**To do:**
a. According to the Leslie Nichols profile, which years did he win the All England doubles with his brother?
b. How would you say this sentence from the Leslie Nichols profile in Spanish: "He won the doubles with his younger brother Ralph Nichols, for three consecutive years from 1936 until 1938."

**Excerpted passage:**
▽

Leslie Nichols

Personal information
- Born: Third Quarter 1907 Islington, England

Sport
- Country: England
- Sport: Badminton

= Leslie Nichols =

English badminton player

Leslie Nichols (1907-date of death unknown), was a badminton player from England.

==Badminton career==
Nichols was born in Islington in 1907. He was a three times winner of the All England Open Badminton Championships. He won the doubles with his younger brother Ralph Nichols, for three consecutive years from 1936 until 1938.

==Family==
Nichols and his brother lived at 1 Willow Bridge Road, Canonbury in 1911.

△

**Segmentation labeling items:**
▽

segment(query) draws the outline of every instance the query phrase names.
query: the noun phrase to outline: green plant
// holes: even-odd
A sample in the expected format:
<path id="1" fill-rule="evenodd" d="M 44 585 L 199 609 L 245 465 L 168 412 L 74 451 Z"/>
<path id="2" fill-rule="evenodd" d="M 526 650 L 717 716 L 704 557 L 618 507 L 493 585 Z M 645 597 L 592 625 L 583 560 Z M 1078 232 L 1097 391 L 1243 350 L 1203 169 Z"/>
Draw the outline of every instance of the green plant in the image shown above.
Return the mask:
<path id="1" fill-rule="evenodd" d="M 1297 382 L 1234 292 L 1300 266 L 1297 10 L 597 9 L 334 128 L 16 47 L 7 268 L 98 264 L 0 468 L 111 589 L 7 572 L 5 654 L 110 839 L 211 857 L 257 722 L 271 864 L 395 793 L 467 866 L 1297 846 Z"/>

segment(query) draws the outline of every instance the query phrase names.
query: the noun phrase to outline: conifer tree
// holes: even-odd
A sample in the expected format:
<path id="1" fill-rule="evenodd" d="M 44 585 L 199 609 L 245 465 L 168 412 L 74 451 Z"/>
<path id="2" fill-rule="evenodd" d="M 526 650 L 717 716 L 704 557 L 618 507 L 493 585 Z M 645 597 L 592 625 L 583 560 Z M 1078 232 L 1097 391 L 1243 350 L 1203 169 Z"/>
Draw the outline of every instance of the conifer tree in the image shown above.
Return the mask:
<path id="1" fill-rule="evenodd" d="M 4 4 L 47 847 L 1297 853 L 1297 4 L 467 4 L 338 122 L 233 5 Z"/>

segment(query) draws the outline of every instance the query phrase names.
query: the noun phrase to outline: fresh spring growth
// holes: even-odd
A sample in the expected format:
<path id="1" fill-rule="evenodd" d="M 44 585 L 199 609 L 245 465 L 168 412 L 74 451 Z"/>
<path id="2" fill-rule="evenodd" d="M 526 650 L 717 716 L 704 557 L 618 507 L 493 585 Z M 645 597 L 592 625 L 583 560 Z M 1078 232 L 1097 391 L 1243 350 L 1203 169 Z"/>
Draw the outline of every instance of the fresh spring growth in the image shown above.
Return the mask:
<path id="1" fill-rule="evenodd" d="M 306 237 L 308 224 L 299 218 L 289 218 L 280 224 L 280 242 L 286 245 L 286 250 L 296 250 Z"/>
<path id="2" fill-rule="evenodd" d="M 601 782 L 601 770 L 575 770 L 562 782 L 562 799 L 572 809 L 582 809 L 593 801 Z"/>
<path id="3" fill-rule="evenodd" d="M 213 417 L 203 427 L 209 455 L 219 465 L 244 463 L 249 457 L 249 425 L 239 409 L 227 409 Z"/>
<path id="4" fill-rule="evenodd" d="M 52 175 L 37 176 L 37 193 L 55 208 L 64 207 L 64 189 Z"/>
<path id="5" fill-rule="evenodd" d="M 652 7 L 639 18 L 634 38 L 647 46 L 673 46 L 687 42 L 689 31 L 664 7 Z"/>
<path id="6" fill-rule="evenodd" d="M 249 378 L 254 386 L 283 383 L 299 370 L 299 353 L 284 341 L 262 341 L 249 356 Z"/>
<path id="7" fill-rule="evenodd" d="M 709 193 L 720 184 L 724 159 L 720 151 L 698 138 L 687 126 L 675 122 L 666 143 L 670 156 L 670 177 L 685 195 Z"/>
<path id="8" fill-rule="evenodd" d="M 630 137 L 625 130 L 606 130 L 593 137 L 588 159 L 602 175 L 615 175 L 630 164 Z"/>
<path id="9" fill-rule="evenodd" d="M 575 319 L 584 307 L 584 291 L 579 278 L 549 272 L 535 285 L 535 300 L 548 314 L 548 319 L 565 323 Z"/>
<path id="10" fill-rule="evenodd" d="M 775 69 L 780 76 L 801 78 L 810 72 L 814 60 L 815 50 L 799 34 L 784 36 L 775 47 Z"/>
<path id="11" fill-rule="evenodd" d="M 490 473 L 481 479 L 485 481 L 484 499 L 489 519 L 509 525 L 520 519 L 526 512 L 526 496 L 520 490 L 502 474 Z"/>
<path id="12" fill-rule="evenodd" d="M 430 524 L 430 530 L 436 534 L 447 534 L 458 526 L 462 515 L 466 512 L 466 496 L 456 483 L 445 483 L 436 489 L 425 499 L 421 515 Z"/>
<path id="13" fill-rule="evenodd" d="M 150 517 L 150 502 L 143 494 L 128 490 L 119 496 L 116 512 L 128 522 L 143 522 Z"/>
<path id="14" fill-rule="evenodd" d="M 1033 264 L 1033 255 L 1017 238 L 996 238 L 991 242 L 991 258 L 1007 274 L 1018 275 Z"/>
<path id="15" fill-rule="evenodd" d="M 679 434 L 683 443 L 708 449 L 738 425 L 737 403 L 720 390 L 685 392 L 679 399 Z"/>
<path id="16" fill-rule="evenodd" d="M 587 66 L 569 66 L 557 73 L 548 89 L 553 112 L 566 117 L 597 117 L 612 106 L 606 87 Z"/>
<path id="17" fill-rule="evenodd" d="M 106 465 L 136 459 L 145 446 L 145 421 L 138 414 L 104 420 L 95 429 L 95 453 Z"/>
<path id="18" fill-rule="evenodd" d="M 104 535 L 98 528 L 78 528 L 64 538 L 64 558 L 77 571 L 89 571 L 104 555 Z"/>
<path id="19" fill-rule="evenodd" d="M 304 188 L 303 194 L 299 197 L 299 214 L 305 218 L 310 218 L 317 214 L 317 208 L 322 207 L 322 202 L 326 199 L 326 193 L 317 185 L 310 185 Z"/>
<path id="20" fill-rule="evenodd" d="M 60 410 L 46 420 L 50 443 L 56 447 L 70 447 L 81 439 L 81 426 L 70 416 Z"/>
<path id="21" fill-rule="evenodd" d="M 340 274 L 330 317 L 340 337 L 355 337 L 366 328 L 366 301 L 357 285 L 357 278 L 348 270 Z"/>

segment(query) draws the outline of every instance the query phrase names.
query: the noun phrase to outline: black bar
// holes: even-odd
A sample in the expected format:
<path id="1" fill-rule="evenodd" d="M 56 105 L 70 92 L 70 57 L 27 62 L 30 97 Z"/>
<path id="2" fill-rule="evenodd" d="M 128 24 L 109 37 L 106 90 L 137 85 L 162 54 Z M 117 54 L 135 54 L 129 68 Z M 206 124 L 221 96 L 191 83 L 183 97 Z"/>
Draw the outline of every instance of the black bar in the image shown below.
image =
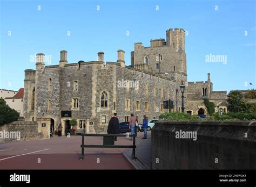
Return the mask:
<path id="1" fill-rule="evenodd" d="M 126 134 L 81 134 L 82 136 L 120 136 L 126 137 Z"/>
<path id="2" fill-rule="evenodd" d="M 122 145 L 85 145 L 84 146 L 81 145 L 83 147 L 90 147 L 90 148 L 133 148 L 133 146 L 122 146 Z"/>

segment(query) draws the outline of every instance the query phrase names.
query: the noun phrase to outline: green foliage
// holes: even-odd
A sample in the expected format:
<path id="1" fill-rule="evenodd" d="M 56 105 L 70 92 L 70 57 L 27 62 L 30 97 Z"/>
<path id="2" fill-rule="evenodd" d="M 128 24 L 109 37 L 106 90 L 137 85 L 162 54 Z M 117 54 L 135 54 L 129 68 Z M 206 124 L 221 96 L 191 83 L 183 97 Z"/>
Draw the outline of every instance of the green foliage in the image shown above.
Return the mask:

△

**Solutions in order:**
a. From 1936 until 1938.

b. Ganó los dobles con su hermano menor Ralph Nichols durante tres años consecutivos, de 1936 a 1938.